◆ Records supplied:
------------------------------

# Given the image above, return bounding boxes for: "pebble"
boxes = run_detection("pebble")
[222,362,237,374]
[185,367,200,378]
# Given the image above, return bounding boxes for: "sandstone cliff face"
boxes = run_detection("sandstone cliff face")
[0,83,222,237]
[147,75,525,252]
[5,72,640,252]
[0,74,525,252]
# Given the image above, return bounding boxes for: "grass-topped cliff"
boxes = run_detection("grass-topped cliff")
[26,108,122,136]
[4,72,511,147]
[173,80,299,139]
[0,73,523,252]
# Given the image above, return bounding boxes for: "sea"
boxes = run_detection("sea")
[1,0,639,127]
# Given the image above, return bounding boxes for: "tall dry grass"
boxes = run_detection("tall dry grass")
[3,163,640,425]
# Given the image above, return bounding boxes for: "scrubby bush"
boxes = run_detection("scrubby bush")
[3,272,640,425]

------------------------------

Return each line from the data where the string "bounding" can be found.

◆ Answer:
# Given the image above, return bounding boxes for: "pebble"
# Given the image above, return bounding boxes for: "sandstone cliff face"
# Given the image above, return bounding boxes for: "grass-topped cliff"
# Given the image above, return bounding boxes for: "sea"
# Given the image above, return bounding boxes for: "tall dry grass"
# Given the image above, return bounding boxes for: "scrubby bush"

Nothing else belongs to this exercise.